# [SUPPLIED RECORDS]
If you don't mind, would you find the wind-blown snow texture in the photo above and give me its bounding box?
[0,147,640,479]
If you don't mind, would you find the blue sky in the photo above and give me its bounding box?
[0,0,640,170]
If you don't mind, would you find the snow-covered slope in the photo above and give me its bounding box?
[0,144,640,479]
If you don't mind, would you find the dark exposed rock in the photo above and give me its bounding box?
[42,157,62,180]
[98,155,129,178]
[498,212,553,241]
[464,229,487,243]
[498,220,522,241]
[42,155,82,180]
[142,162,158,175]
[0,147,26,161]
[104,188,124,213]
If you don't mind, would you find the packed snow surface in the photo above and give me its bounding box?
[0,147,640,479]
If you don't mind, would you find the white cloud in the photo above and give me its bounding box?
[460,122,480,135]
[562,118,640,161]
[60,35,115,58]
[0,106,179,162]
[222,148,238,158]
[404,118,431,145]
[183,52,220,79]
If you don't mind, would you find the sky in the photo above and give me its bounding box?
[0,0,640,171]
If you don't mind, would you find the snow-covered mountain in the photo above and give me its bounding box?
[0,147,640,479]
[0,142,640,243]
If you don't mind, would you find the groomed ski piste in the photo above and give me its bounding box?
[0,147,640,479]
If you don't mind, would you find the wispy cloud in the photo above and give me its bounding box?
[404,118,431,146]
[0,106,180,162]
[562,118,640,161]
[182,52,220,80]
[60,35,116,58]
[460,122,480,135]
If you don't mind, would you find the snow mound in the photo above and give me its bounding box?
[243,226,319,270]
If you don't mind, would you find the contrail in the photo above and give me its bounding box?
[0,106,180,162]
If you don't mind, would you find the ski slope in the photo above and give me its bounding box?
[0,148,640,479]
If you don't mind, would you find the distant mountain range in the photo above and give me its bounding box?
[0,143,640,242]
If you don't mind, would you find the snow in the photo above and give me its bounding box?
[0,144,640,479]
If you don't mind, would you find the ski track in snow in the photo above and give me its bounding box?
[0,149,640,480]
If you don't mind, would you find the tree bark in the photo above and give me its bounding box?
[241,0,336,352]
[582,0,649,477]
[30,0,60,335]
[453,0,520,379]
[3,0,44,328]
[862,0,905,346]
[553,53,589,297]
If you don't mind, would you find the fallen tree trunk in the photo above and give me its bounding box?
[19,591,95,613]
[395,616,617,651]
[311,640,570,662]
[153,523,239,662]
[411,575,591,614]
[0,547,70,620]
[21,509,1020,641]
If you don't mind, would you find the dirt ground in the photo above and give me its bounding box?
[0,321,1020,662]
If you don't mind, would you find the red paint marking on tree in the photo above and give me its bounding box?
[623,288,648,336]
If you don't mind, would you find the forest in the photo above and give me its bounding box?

# [YOUR TASK]
Render all of the rows above as a Markdown table with two columns, Number and Line. Put each row's number in Number and its text in Line, and skip any blank lines.

# [ANSWER TO THIS PROBLEM]
| Number | Line |
|---|---|
| 1 | If you don't mind, would you find the wind-blown snow texture in the photo above and give me its bounding box? |
| 2 | [0,147,640,479] |
| 3 | If you don't mind, would you find the blue sky in the photo above and give me its bounding box? |
| 4 | [0,0,640,170] |
| 5 | If you don't mind, would you find the snow-covered slope in the photo above and give me its bounding box? |
| 6 | [0,144,640,479] |
| 7 | If you don't mind, would you find the dark exposed rock in the photo above and give me its bounding box? |
| 8 | [42,157,62,180] |
| 9 | [98,155,129,178] |
| 10 | [498,212,553,241] |
| 11 | [464,229,487,243] |
| 12 | [498,220,522,241] |
| 13 | [42,155,82,180] |
| 14 | [142,162,158,175] |
| 15 | [0,147,26,161] |
| 16 | [104,188,124,213] |
| 17 | If you don't mind, would you find the packed snow surface in the photo above and give me its bounding box? |
| 18 | [0,147,640,479] |
| 19 | If you don't mind, would you find the white cloud in the photo above and give me its bounding box? |
| 20 | [460,122,480,135] |
| 21 | [562,118,640,161] |
| 22 | [60,35,115,58] |
| 23 | [0,106,179,162] |
| 24 | [222,148,238,158] |
| 25 | [404,118,431,145] |
| 26 | [183,52,220,79] |
| 27 | If you don't mind, would you find the sky in the photo above and give me its bounding box? |
| 28 | [0,0,640,171] |
| 29 | If you don't mind, would you find the snow-covered mountain in the photo above and give me its bounding box? |
| 30 | [0,147,640,479] |
| 31 | [0,142,640,243] |
| 32 | If you don't mind, would you find the groomed ski piste in the photo above and give me its bounding box? |
| 33 | [0,147,640,479] |
| 34 | If you don't mind, would you find the wispy cloud in the photo above and give me its bounding box? |
| 35 | [404,118,431,146] |
| 36 | [0,106,180,162] |
| 37 | [562,118,640,161] |
| 38 | [182,52,220,80] |
| 39 | [60,35,116,58] |
| 40 | [460,122,480,135] |
| 41 | If you don't mind, would you find the snow mound in the photo above and give me its bounding box? |
| 42 | [243,226,319,270] |
| 43 | If you don't mind, would you find the contrail in the photo above and give me its bounding box? |
| 44 | [0,106,180,162] |
| 45 | If you don't mind, would you find the ski slope in the photo above and give me its bounding box? |
| 46 | [0,148,640,479] |
| 47 | If you don't mind, would you find the distant mountain range in the photo above and give me its bounding box? |
| 48 | [0,143,640,242] |
| 49 | If you don't mind, would you find the snow in the photo above and give me its bounding box? |
| 50 | [0,144,640,479] |
| 51 | If you don't mind, would you find the ski track in snow in the photo above and give me its bounding box? |
| 52 | [0,149,640,480] |
| 53 | If you don't mind, would you find the tree bark in the photo above and give me its bounding box? |
| 54 | [241,0,336,352] |
| 55 | [582,0,649,477] |
| 56 | [30,0,60,335] |
| 57 | [453,0,520,379] |
| 58 | [3,0,44,328] |
| 59 | [862,0,905,346] |
| 60 | [553,53,589,297] |
| 61 | If you don't mind, would you find the fallen tree trunk in the photo above and give me its bounding box? |
| 62 | [19,591,95,613] |
| 63 | [395,616,617,651] |
| 64 | [311,640,570,662] |
| 65 | [153,523,239,662] |
| 66 | [411,575,591,614] |
| 67 | [0,547,70,620] |
| 68 | [21,509,1020,641] |
| 69 | If you don't mind, would you find the dirt ground in the photo above and give me its bounding box? |
| 70 | [0,321,1020,662] |
| 71 | If you don't mind, would you find the red paint marking on tree in the photo above and give me its bounding box? |
| 72 | [623,288,648,336] |
| 73 | If you don't mind, would you find the forest in the photo above and give me its bounding box? |